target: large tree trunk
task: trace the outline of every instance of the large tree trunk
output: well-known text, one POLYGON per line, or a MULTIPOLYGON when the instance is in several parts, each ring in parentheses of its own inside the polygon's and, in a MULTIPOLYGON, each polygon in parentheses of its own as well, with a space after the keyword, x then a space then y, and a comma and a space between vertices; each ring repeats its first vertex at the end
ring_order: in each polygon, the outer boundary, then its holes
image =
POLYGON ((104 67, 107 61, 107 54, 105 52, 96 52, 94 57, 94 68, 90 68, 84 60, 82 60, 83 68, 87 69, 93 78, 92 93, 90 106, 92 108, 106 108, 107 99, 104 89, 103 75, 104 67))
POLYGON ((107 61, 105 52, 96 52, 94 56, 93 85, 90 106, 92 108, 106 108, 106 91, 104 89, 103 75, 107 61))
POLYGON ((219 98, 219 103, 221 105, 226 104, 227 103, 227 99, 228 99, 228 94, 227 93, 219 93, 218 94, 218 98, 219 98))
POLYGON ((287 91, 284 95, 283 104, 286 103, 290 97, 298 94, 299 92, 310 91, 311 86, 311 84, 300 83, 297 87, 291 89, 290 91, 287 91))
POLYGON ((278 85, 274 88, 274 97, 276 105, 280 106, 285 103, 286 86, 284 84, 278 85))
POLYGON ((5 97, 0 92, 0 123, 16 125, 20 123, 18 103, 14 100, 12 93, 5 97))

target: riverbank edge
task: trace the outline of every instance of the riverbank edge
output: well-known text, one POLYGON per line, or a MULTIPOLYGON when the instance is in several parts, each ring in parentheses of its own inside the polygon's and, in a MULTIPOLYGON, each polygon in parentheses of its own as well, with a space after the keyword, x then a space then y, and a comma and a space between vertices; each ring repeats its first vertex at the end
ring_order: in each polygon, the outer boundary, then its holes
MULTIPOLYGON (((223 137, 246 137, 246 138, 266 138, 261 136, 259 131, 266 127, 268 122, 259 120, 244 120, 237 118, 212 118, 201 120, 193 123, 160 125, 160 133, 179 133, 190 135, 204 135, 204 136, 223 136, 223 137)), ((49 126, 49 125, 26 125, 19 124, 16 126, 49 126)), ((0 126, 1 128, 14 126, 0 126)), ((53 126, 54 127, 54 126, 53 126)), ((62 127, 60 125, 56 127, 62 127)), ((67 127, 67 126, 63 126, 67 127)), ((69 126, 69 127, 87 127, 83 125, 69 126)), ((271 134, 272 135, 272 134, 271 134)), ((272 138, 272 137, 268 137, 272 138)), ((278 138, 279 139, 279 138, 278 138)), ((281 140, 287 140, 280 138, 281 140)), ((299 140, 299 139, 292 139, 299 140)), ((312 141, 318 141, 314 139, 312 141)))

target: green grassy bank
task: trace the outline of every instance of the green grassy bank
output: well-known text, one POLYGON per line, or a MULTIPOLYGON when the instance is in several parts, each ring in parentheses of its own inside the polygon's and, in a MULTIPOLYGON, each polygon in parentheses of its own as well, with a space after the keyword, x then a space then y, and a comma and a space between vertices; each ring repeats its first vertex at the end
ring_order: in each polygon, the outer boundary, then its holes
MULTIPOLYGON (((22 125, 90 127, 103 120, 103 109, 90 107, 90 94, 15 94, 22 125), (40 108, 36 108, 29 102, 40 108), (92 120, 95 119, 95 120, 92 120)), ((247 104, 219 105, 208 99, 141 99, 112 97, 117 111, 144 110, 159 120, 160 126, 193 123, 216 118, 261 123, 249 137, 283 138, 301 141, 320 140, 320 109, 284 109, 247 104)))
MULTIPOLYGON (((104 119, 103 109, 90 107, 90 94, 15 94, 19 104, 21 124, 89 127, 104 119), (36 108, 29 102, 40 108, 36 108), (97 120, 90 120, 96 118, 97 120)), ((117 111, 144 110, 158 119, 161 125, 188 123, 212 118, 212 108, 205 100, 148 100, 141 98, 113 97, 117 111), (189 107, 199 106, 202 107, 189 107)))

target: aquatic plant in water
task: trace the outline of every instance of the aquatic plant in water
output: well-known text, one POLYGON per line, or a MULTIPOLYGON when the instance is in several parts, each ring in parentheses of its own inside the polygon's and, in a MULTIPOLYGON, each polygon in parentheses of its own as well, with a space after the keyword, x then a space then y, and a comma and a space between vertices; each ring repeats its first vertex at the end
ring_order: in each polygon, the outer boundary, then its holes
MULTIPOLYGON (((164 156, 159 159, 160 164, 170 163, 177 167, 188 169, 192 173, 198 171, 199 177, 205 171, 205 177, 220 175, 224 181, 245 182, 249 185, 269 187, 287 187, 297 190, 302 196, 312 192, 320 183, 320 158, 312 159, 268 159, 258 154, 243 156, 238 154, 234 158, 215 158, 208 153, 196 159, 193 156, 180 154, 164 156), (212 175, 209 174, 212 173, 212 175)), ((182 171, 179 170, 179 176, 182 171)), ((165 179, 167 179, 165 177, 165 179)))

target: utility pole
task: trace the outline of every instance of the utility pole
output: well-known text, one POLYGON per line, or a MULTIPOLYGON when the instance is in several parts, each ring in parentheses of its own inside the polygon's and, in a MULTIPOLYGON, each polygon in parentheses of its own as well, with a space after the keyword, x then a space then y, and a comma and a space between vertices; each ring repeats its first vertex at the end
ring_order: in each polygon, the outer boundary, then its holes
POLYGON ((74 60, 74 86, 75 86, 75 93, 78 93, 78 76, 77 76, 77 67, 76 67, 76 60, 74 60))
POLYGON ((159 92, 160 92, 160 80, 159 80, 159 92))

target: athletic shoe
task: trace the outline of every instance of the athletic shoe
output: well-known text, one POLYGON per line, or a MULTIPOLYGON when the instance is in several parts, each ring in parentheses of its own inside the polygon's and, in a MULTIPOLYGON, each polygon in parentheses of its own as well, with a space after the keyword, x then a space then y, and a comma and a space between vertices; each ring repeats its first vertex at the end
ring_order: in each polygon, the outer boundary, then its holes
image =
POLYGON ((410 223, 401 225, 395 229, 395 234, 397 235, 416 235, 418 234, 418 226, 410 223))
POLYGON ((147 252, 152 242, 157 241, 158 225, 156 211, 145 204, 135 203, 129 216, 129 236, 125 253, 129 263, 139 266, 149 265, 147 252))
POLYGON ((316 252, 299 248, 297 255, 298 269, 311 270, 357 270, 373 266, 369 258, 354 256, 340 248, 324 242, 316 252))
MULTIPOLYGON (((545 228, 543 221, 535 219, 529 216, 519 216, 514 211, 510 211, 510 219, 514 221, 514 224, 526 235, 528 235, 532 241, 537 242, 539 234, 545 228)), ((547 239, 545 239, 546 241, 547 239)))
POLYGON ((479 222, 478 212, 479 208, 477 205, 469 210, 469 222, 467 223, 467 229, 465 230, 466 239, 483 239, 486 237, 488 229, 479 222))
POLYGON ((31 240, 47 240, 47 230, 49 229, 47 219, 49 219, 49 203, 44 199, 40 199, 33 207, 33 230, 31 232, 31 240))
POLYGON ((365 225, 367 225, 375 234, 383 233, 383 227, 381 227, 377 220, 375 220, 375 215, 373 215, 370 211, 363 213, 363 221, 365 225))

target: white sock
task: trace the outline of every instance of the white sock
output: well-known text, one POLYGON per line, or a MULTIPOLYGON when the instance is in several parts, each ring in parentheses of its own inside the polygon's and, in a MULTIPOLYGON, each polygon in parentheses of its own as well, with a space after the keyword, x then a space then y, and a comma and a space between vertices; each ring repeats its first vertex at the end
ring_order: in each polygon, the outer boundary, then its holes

▶ _Task goal_
Show, from the material above, each line that includes the string "green".

▶ _Exercise solution_
target: green grassy bank
task: trace the outline of every instance of the green grassy bank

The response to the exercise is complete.